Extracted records
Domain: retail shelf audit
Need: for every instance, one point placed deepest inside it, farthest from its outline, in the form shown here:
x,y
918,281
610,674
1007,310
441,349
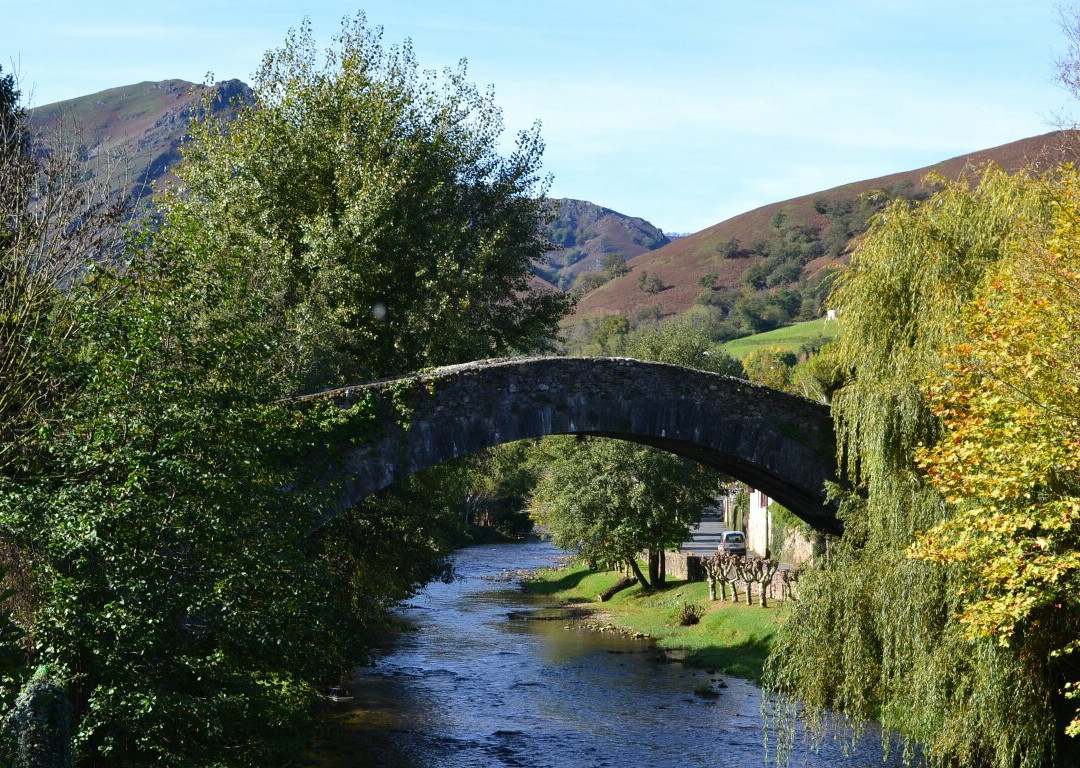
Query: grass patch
x,y
734,640
790,338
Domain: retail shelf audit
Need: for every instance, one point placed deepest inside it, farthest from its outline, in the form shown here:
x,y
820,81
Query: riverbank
x,y
731,638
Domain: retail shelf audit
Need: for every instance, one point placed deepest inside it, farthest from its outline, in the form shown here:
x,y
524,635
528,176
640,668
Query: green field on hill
x,y
790,337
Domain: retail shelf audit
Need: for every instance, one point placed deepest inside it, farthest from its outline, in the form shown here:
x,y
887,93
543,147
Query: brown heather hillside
x,y
682,263
139,125
585,232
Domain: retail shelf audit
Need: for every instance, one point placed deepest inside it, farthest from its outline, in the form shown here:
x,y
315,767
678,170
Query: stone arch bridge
x,y
775,442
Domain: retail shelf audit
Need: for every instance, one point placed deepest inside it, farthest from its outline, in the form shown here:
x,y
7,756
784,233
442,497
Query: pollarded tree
x,y
372,202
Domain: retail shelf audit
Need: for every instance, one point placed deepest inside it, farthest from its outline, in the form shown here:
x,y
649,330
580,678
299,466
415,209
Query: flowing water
x,y
475,686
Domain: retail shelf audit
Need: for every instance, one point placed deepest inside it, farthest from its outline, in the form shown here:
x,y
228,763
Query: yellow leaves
x,y
1008,460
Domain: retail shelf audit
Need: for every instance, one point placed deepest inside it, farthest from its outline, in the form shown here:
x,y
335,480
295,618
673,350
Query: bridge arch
x,y
775,442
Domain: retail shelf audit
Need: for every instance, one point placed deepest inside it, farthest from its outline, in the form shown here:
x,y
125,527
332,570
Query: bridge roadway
x,y
775,442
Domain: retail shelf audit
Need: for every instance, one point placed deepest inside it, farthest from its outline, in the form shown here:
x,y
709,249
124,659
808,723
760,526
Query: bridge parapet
x,y
777,442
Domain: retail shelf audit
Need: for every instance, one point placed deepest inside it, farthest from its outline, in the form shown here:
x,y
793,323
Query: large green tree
x,y
610,500
372,201
356,220
875,634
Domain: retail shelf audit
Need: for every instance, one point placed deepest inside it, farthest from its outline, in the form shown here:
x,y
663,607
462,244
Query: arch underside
x,y
774,442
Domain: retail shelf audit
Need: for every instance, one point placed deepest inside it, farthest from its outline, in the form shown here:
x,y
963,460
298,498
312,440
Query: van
x,y
732,542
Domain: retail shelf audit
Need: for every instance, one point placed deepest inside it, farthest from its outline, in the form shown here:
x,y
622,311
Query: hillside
x,y
785,245
585,232
143,125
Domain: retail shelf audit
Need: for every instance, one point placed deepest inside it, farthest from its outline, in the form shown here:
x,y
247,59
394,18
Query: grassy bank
x,y
732,638
790,337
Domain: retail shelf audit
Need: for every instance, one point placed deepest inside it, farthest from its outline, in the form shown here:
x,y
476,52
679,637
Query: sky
x,y
684,112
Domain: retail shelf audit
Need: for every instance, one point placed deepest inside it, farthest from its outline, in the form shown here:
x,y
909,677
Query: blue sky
x,y
684,112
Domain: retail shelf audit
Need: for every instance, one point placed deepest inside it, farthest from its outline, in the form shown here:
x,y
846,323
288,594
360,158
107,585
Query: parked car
x,y
732,542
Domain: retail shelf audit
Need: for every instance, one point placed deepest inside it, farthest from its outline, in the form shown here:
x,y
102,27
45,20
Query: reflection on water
x,y
474,687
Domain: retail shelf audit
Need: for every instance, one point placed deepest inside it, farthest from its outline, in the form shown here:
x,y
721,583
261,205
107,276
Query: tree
x,y
373,202
359,221
610,500
907,661
1008,460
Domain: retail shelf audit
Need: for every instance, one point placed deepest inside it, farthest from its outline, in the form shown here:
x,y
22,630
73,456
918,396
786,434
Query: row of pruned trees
x,y
728,570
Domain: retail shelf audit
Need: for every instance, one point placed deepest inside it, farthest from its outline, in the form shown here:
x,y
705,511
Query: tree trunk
x,y
653,567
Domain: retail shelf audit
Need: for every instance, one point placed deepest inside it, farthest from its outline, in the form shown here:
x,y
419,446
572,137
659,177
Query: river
x,y
474,687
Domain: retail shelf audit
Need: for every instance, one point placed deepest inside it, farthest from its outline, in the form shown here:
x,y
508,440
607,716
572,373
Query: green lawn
x,y
734,640
791,337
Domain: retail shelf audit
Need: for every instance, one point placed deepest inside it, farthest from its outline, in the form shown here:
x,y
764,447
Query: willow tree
x,y
1009,458
875,634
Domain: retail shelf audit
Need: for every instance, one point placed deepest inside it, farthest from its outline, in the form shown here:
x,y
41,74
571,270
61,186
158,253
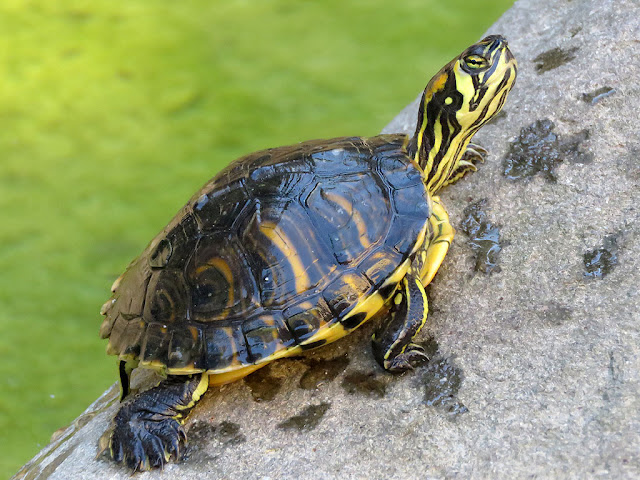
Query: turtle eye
x,y
475,62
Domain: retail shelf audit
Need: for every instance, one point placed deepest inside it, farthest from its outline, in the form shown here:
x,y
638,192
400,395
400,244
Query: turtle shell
x,y
277,248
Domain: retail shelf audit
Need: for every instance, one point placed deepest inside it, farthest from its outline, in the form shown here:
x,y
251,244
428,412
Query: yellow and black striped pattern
x,y
462,97
291,248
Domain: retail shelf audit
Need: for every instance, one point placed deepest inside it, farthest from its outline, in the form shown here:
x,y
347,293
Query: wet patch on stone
x,y
322,371
308,420
484,237
202,434
430,347
597,95
362,383
601,261
498,118
539,149
263,384
554,58
442,380
555,314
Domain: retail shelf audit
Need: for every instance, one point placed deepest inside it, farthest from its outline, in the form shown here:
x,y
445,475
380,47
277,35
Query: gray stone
x,y
535,368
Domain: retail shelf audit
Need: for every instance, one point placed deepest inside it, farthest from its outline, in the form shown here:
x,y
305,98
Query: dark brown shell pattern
x,y
278,245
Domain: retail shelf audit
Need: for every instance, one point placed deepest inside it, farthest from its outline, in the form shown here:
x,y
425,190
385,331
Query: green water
x,y
113,113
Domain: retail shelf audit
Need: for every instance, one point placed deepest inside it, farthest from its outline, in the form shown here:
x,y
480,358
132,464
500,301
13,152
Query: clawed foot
x,y
412,356
145,440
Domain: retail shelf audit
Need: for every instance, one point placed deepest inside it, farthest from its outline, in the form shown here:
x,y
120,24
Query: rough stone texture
x,y
536,367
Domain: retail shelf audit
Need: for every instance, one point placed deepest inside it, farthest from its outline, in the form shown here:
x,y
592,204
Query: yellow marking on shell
x,y
439,244
229,377
156,365
281,242
203,386
223,267
419,242
355,215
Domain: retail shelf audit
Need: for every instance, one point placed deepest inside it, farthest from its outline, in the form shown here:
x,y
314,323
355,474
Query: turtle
x,y
290,248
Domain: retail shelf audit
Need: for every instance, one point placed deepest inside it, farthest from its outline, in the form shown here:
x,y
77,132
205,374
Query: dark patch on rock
x,y
554,58
540,149
597,95
430,347
308,420
601,261
322,371
364,384
442,380
226,433
498,118
484,237
263,384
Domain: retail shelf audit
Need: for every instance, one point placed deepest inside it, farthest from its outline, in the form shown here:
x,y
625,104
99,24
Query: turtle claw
x,y
147,443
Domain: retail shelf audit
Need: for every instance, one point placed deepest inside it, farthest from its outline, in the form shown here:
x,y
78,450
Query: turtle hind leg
x,y
147,430
392,345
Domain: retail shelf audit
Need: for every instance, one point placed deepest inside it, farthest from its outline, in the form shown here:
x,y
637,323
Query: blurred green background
x,y
113,113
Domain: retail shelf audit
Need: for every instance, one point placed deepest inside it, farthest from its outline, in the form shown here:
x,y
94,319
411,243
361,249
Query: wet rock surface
x,y
537,367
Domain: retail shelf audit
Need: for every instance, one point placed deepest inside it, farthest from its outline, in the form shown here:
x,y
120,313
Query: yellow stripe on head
x,y
464,95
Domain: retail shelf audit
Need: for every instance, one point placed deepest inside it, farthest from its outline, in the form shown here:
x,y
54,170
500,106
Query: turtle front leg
x,y
148,429
392,346
473,155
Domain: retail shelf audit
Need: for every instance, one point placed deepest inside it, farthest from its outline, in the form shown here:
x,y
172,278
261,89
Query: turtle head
x,y
464,95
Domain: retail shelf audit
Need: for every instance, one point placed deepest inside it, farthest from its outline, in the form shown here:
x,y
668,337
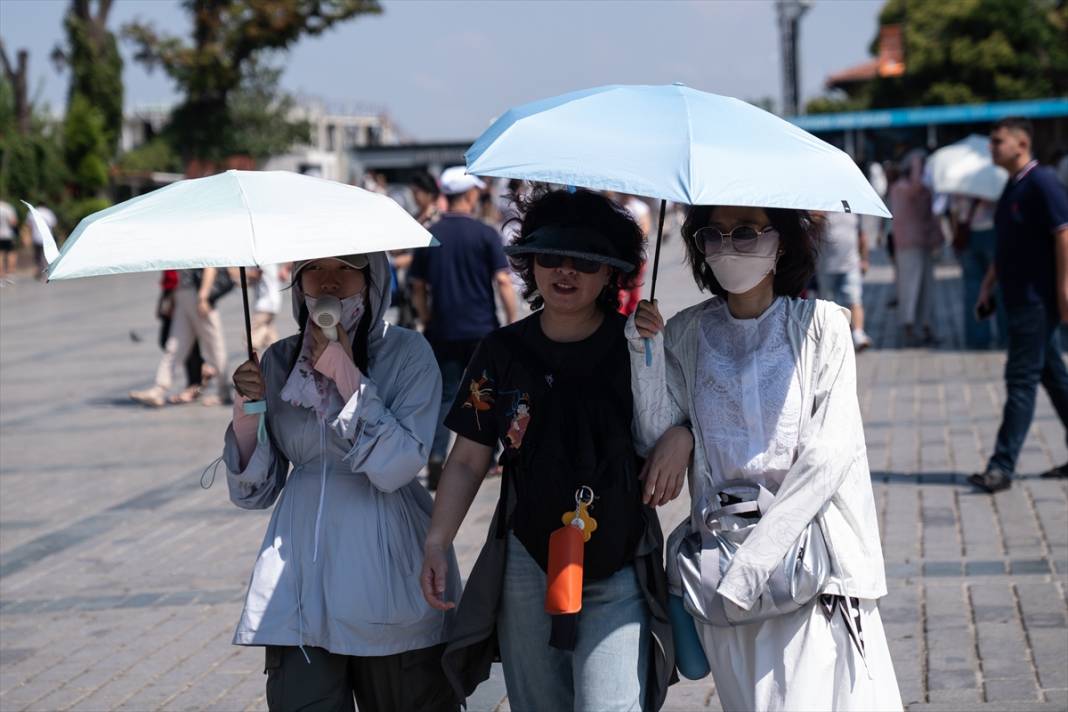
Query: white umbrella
x,y
964,168
233,219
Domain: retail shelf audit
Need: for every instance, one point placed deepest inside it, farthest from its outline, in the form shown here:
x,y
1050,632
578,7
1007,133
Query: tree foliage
x,y
969,51
232,104
31,162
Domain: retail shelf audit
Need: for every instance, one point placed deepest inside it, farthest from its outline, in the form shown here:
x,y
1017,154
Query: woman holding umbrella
x,y
553,391
768,383
334,592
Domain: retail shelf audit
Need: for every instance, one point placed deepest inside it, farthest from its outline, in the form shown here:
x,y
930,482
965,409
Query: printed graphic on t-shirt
x,y
520,414
480,396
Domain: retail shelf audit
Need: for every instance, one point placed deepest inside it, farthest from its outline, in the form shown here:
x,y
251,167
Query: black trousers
x,y
411,681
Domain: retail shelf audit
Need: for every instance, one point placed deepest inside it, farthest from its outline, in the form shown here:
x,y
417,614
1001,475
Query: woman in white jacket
x,y
768,384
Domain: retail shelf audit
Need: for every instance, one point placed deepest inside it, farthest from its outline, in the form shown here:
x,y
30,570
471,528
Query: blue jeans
x,y
974,263
1034,358
609,666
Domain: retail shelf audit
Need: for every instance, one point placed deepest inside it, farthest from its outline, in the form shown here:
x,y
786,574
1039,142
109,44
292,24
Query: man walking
x,y
452,290
1031,266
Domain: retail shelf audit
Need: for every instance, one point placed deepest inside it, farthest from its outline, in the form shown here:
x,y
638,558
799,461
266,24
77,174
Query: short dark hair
x,y
425,183
1016,124
581,208
799,236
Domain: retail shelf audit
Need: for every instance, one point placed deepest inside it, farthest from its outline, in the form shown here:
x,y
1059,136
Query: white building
x,y
335,131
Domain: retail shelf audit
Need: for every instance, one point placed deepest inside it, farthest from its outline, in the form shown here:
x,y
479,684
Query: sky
x,y
444,68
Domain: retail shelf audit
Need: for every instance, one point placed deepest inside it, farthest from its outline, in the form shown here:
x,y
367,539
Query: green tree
x,y
969,51
223,74
31,160
92,56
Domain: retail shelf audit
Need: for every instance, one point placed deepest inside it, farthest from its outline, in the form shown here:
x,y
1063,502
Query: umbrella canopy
x,y
674,143
966,169
233,219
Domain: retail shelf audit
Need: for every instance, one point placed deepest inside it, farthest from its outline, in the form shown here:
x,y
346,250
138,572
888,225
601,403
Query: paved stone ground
x,y
121,579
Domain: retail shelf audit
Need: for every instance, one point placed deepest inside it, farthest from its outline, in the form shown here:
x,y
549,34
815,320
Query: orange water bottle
x,y
566,549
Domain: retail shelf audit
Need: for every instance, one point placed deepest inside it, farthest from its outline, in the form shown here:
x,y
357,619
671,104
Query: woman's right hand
x,y
647,319
434,576
249,380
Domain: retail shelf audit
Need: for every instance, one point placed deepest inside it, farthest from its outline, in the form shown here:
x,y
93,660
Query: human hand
x,y
433,578
647,319
664,471
249,380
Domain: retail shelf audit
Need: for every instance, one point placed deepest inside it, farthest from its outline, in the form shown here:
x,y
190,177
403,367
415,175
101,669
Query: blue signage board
x,y
964,113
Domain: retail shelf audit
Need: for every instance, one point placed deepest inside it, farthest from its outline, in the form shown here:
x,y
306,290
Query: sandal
x,y
186,396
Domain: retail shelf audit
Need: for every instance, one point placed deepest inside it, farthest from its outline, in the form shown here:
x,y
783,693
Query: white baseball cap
x,y
456,180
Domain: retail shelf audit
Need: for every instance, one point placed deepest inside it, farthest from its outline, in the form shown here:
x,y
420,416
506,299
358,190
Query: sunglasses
x,y
742,238
552,262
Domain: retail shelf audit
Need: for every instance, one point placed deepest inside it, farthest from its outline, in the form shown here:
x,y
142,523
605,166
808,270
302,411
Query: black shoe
x,y
1056,473
433,474
991,480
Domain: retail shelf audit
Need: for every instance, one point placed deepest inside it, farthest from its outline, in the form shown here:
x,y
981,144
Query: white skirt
x,y
804,662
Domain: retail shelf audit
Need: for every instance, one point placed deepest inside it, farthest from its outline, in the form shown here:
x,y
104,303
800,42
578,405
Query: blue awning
x,y
964,113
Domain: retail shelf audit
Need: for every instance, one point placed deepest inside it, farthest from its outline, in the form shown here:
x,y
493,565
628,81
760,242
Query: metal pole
x,y
248,318
656,257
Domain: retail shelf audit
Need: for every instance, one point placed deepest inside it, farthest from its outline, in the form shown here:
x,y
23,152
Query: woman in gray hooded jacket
x,y
334,595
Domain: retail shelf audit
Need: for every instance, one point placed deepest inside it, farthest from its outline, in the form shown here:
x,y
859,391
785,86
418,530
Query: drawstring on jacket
x,y
318,521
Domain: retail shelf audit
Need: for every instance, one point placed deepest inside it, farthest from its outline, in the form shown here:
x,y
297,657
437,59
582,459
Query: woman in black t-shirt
x,y
553,390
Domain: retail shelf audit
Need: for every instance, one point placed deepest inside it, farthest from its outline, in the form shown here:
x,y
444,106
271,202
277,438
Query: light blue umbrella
x,y
233,219
673,143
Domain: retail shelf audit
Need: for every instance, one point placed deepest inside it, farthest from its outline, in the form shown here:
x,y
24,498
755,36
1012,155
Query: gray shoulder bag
x,y
699,558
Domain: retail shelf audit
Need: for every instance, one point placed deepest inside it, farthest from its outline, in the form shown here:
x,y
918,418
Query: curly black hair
x,y
581,208
799,237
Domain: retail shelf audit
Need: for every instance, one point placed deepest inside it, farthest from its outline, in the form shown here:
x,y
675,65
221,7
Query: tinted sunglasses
x,y
552,262
742,238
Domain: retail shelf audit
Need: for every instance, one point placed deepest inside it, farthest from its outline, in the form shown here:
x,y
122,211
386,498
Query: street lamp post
x,y
789,18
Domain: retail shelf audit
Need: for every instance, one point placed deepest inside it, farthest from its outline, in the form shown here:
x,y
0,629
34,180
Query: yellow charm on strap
x,y
580,518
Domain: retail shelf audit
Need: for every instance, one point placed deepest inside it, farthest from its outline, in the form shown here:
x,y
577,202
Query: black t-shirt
x,y
460,272
563,413
1030,210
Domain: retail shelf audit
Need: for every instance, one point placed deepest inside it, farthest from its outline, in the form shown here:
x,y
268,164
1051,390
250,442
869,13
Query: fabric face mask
x,y
738,272
351,311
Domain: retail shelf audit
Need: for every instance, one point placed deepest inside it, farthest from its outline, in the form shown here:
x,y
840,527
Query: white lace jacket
x,y
829,477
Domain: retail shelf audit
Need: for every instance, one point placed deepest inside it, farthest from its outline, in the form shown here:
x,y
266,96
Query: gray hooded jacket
x,y
339,565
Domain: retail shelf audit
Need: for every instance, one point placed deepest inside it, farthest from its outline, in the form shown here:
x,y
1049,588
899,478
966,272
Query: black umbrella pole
x,y
656,255
248,318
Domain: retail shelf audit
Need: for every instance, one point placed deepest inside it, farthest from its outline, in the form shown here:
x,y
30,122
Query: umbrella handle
x,y
257,408
248,318
656,268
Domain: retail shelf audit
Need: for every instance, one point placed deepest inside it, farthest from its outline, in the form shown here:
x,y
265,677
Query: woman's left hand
x,y
664,471
319,342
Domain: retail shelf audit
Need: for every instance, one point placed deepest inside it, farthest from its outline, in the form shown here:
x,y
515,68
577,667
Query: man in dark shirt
x,y
1031,266
452,289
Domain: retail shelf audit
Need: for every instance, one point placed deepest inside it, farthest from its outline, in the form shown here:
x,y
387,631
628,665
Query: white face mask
x,y
351,311
738,272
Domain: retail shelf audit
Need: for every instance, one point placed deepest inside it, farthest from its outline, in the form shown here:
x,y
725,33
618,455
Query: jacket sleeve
x,y
391,441
257,484
655,388
831,448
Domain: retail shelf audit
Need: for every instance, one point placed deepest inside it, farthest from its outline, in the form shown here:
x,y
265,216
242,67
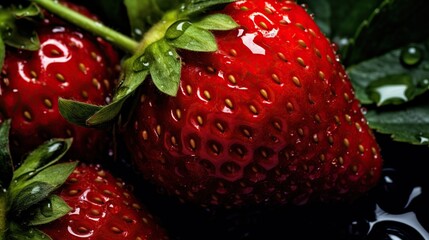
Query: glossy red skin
x,y
29,83
282,141
102,209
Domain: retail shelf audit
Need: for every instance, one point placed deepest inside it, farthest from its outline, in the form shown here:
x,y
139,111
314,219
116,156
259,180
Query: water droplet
x,y
141,64
411,56
391,90
46,208
422,139
35,190
424,83
177,29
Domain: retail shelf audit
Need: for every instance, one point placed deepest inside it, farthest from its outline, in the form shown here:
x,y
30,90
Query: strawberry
x,y
67,63
269,117
246,105
68,200
102,208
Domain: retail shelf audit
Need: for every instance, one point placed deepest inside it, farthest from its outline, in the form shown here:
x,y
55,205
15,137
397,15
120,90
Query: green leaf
x,y
195,39
405,124
54,207
199,6
17,232
322,12
76,112
216,22
145,13
16,28
394,23
43,156
29,195
6,165
54,175
392,76
39,186
132,81
2,51
164,67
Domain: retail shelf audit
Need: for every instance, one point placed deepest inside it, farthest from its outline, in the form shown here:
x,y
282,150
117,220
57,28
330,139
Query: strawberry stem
x,y
118,39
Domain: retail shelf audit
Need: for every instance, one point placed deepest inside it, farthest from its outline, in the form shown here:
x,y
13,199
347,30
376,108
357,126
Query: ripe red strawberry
x,y
69,63
66,200
102,208
269,117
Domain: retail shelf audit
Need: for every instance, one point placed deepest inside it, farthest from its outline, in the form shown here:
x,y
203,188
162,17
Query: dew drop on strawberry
x,y
411,56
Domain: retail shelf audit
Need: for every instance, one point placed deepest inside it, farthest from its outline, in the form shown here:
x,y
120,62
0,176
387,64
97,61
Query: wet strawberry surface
x,y
396,209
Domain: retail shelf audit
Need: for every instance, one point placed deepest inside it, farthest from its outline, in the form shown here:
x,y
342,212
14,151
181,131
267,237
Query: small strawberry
x,y
92,203
269,117
246,105
65,62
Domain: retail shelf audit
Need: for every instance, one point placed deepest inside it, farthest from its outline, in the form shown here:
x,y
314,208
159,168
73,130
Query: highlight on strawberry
x,y
49,198
44,58
233,103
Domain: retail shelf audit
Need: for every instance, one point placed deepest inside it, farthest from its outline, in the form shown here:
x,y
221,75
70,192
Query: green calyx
x,y
155,55
26,194
16,30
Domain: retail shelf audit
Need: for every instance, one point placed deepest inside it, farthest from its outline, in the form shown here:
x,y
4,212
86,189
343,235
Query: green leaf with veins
x,y
17,232
404,123
164,66
218,21
145,13
195,39
2,50
393,24
48,210
30,191
195,7
16,28
43,156
6,166
395,77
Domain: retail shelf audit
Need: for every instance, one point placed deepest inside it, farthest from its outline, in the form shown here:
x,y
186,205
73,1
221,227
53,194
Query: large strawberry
x,y
43,199
249,104
59,60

• [Task goal]
Extract every line of the data above that contains the string "white", treating uppercase and lowercase as different.

• [Solution to the exercise]
Query: white umbrella
Query: woman in white jacket
Query: white building
Query: white baseball cap
Query: white skirt
Query: white lace jacket
Query: white face mask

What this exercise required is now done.